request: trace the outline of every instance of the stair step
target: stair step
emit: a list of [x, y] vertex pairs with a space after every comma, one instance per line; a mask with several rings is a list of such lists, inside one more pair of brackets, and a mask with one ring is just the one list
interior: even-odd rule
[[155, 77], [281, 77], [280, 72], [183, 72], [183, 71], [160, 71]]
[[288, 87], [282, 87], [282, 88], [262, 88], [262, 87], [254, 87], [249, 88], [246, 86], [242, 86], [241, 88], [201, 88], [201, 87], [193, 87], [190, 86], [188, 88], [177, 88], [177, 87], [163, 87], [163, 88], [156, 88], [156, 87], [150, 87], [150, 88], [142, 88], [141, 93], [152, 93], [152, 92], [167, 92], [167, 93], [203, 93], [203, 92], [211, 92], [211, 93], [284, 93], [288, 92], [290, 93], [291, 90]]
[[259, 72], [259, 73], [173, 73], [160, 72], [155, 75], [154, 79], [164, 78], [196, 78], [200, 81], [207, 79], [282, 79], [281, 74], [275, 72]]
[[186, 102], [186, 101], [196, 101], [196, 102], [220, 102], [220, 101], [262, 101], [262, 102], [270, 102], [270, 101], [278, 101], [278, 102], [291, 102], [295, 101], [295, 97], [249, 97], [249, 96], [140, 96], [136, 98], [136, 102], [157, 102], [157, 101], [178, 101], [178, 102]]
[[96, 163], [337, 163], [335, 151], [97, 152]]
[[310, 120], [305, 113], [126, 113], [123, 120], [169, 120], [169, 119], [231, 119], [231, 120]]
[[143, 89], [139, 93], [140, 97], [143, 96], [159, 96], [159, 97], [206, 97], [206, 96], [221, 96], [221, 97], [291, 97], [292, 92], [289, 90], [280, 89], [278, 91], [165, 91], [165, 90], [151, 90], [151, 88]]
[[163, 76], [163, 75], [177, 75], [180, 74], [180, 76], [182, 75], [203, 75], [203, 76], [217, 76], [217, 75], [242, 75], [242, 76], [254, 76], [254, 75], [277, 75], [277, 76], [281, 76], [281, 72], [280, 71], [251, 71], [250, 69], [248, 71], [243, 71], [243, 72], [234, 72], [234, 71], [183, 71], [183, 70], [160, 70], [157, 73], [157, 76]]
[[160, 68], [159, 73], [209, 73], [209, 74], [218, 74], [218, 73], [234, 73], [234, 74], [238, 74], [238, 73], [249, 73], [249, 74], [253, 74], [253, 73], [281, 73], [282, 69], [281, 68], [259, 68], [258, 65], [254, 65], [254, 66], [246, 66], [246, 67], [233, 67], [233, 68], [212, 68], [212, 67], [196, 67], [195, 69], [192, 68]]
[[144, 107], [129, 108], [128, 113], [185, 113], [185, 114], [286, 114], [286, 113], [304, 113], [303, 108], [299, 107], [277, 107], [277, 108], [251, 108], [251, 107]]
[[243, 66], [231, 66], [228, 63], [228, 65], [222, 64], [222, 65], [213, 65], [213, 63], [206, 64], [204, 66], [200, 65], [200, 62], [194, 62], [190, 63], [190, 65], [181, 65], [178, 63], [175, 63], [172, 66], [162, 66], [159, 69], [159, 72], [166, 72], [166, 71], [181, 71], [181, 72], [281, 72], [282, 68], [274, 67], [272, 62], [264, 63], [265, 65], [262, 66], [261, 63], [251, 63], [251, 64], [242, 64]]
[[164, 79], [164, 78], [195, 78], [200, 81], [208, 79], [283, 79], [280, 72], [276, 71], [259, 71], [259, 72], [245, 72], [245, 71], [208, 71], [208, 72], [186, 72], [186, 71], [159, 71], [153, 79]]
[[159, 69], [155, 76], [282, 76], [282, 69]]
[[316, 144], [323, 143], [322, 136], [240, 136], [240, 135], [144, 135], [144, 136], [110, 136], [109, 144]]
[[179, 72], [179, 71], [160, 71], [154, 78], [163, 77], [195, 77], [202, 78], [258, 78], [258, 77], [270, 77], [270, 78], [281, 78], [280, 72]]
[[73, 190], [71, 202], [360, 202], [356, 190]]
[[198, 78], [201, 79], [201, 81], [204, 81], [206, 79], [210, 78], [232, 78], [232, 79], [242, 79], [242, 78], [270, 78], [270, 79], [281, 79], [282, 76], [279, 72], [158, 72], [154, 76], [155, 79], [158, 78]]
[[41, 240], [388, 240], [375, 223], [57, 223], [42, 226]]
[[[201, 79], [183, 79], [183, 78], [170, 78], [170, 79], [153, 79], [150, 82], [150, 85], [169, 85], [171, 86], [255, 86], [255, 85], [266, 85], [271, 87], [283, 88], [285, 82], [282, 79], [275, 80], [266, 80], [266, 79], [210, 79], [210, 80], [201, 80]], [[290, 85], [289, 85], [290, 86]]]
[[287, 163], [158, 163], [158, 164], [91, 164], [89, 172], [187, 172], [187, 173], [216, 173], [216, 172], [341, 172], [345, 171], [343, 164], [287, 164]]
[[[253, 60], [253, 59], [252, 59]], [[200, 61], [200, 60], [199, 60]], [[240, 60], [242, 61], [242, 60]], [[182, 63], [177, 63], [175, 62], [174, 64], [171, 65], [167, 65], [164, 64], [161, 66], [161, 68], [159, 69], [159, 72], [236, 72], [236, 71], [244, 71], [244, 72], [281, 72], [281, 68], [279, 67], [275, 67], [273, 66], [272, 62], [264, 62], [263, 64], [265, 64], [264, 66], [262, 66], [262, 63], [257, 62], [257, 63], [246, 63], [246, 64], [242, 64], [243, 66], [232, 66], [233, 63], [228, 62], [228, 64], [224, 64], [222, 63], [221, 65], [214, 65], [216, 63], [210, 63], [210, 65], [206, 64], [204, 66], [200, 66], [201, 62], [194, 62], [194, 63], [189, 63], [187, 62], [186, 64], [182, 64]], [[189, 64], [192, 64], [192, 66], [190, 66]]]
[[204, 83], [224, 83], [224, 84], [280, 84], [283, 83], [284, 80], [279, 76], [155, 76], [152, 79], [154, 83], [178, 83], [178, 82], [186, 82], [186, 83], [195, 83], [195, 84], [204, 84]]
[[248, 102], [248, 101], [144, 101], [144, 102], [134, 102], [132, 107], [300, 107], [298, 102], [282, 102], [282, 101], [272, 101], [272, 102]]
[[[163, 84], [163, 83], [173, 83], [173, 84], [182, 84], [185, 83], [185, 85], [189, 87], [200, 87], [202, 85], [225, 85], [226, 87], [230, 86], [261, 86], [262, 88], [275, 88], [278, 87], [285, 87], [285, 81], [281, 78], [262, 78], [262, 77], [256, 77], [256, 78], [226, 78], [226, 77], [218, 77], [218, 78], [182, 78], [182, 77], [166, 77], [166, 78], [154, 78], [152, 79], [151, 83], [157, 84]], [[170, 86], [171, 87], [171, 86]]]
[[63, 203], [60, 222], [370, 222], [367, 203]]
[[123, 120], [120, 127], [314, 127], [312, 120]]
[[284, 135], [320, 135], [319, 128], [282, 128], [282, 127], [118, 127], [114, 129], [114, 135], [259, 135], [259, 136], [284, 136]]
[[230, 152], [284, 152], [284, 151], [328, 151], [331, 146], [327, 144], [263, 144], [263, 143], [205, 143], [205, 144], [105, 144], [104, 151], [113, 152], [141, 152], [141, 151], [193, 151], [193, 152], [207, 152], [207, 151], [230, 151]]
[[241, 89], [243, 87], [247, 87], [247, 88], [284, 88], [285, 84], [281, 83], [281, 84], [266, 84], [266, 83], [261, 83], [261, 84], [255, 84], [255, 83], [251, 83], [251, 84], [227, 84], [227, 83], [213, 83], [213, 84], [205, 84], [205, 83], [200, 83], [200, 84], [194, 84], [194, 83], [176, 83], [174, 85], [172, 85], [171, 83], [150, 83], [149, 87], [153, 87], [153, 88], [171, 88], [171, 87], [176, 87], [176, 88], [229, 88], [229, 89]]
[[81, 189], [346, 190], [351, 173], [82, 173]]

——————

* PROBLEM STATEMENT: Wherever the string "every" occurs in the records, copy the line it is in.

* EXERCISE ANSWER:
request: trace the outline of every instance of the stair step
emit: a list of [x, y] vertex pairs with a space after every comma, one instance per line; a mask with several rings is a list of such lists, inside one more pair of brackets, and a mask with one ring is just the one list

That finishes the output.